**Your instructions**
Lay out the entries from the line containing "Return the polygon of every instance of the <item>green" through the line containing "220L89 219L97 213L97", both included, as a JSON list of strings with one string per line and blank lines left out.

**Data for this task**
---
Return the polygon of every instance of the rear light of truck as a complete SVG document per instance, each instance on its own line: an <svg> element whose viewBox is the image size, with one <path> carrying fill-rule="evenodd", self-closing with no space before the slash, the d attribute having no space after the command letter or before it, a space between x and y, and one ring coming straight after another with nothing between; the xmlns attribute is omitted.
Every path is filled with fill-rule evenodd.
---
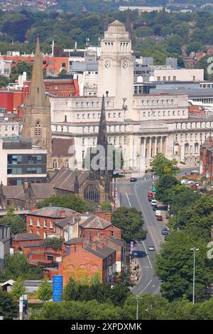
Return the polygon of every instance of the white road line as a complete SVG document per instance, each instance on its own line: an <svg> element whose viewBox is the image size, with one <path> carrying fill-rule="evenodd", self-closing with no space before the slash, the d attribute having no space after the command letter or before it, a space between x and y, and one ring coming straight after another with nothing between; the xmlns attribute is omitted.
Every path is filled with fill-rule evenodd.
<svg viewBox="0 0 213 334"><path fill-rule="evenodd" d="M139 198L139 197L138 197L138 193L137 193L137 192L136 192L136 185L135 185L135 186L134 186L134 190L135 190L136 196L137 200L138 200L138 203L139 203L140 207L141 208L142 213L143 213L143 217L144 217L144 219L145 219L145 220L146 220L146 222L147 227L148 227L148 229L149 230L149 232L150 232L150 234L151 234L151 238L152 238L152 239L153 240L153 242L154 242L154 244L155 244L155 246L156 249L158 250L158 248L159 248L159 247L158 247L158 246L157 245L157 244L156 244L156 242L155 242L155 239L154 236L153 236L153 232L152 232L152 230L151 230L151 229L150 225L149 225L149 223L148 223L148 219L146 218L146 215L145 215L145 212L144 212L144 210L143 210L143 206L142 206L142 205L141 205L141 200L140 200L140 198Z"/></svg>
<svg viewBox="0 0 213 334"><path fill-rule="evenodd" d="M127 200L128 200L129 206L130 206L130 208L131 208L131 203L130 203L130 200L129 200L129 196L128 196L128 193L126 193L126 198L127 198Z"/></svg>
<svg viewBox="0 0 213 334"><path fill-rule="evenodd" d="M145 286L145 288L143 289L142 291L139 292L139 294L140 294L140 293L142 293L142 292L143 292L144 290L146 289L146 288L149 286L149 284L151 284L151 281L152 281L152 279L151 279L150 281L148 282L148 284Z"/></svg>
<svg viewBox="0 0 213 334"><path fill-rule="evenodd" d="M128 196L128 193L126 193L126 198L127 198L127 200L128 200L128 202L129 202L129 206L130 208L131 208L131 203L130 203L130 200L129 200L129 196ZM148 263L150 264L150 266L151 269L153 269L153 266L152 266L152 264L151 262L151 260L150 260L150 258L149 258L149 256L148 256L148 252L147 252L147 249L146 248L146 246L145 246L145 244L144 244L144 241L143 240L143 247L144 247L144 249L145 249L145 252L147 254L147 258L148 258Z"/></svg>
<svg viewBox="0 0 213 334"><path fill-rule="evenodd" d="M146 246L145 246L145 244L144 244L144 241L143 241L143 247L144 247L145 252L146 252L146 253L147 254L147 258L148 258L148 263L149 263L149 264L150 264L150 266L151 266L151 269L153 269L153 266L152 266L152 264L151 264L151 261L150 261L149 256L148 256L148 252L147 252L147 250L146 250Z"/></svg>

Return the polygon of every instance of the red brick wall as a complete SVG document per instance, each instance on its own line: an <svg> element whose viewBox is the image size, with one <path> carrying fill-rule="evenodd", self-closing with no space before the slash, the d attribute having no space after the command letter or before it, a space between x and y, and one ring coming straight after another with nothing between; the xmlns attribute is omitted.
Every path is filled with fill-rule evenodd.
---
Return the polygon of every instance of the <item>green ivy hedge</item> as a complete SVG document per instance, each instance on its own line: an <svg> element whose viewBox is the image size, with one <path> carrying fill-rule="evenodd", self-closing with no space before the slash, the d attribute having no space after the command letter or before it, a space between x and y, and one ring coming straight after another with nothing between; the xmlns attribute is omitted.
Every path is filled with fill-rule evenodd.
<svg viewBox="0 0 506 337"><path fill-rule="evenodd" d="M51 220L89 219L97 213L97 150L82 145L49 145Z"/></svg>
---
**Exercise solution**
[
  "Return the polygon of every instance of the <item>green ivy hedge</item> as a complete SVG document per instance, each instance on its own line: an <svg> element whose viewBox is the image size, with one <path> carrying fill-rule=\"evenodd\", self-closing with no space before the slash, the d attribute having no space after the command letter or before it, a space between x and y, and one ring coming straight after another with nothing between; the xmlns attribute is omitted.",
  "Every path is filled with fill-rule evenodd.",
  "<svg viewBox=\"0 0 506 337\"><path fill-rule=\"evenodd\" d=\"M51 220L89 219L97 213L97 150L82 145L49 145Z\"/></svg>"
]